■ **INSTRUCTIONS**:
1 – List every line of the rows below that contains the string "tiger".
2 – Go on with the excerpt on selecting same-flavor, opposite-sign lepton pairs, starting right after its final line.

━━━ EXTRACTED TEXT

This step is essential to distinguish real $Z$ boson decays from background processes where lepton pairs may arise from other sources. The function below applies these conditions to each event to retain only those with at least one valid SFOS lepton pair.

In [None]:
def sfos_pair(flavor, charge):

    # Generate all unique pairs of particles for each event
    # Combinations of 2 ensure no particle is compared with itself
    f_pairs = ak.combinations(flavor, 2, fields=["flavor_0", "flavor_1"])
    c_pairs = ak.combinations(charge, 2, fields=["charge_0", "charge_1"])

    # Same-flavor check: both particles in the pair must be of the same type
    same_flavor = f_pairs.flavor_0 == f_pairs.flavor_1

    # Opposite-sign check: the charges of the particles must be different
    opposite_sign = c_pairs.charge_0 != c_pairs.charge_1

    # Find where both conditions are met
    sfos = same_flavor & opposite_sign

    # We want at least one SFOS pair per event
    sfos_cut = ak.any(sfos, axis=1)

━━━━━━
━━━ MATERIAL FOR THIS TASK

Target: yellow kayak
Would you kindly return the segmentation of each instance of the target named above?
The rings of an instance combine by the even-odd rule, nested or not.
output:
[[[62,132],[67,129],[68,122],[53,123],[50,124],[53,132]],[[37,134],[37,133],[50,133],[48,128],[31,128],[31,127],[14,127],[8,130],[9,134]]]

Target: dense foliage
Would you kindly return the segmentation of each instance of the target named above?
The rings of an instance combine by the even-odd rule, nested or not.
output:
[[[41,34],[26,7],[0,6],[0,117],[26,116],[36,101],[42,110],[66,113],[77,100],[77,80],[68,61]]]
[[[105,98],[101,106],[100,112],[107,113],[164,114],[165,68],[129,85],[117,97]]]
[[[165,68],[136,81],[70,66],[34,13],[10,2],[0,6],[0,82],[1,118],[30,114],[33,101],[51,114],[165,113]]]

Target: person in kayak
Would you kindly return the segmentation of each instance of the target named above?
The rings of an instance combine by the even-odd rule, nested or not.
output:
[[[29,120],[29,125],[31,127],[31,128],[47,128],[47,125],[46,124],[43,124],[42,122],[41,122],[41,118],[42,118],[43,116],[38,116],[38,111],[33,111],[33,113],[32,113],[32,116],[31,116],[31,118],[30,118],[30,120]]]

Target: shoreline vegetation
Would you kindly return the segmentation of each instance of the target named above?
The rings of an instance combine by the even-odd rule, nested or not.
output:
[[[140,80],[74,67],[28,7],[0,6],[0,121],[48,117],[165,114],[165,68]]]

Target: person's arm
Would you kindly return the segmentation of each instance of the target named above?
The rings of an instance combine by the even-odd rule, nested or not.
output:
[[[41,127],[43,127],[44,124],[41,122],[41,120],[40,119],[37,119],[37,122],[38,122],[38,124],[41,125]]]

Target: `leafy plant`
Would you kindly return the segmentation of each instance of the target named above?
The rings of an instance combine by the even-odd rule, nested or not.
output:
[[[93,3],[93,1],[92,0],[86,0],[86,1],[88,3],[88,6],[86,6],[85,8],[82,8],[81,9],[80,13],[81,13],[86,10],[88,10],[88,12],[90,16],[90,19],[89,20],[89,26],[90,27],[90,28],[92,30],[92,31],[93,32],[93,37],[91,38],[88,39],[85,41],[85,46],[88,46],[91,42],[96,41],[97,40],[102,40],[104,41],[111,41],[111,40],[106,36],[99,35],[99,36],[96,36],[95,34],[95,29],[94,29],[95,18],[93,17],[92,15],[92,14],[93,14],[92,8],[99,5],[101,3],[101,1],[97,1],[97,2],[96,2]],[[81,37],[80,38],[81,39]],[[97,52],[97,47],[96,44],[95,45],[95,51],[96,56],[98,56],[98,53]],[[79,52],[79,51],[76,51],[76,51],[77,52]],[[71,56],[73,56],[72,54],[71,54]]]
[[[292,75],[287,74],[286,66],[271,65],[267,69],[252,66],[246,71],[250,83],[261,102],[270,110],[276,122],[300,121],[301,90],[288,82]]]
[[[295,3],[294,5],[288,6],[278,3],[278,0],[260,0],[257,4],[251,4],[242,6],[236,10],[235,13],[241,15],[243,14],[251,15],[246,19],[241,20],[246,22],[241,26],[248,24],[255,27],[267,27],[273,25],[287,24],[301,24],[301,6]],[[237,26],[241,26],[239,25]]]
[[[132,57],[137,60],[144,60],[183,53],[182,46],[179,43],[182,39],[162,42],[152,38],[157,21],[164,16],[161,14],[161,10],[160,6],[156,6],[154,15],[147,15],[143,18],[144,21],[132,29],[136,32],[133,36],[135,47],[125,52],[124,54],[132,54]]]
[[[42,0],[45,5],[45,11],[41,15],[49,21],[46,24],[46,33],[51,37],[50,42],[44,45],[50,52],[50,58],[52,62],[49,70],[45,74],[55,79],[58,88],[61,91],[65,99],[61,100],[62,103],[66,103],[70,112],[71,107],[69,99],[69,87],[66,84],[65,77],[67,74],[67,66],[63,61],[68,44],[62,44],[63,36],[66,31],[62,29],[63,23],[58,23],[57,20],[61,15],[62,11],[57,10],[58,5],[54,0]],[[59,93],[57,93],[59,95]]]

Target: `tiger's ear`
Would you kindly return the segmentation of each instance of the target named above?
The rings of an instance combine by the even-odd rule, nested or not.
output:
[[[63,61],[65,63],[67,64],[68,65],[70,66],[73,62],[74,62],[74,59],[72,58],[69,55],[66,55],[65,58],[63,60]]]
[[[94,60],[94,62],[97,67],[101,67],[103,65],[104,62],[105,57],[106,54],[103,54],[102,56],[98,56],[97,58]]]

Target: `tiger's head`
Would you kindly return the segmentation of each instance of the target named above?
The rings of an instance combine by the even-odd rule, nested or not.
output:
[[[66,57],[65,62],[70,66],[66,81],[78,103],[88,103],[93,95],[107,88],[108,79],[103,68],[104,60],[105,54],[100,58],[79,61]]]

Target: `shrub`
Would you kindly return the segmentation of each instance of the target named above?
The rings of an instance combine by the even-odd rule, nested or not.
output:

━━━━━━

■ **ANSWERS**:
1 –
Target: `tiger's ear`
Target: `tiger's head`

2 –
    return sfos_cut

# Lepton Four-Momentum Packaging
For the WZ → 3ℓ analysis, we need to package the leptons into four-momentum vectors to facilitate further calculations, such as reconstructing invariant masses and analyzing kinematic variables. The four-momentum of a particle is defined by its energy ($E$) and momentum components ($p_x, p_y, p_z$).

The function below converts the lepton's transverse momentum ($p_t$), pseudorapidity ($η$), and azimuthal angle ($φ$) into the full momentum components in three dimensions ($p_x, p_y, p_z$), and packages this information into a structured format that can be used for further analysis. It also includes the missing transverse energy ($MET$) and $MET$ $phi$, which are important for the $W$ boson reconstruction.

In [None]:
def package_leptons(flavor, charge, E, pt, eta, phi, met, met_phi):
    lep_px = pt * np.cos(phi)
    lep_py = pt * np.sin(phi)
    lep_pz = pt / np.tan(2.0 * np.arctan(np.exp(-eta)))

    leptons = ak.zip({
        "flavor": flavor,
        "charge": charge,
        "E": E,
        "pt": pt,
        "eta": eta,
        "phi": phi,
        "px": lep_px,
        "py": lep_py,
        "pz": lep_pz,
        "met": met,
        "met_phi": met_phi,
    })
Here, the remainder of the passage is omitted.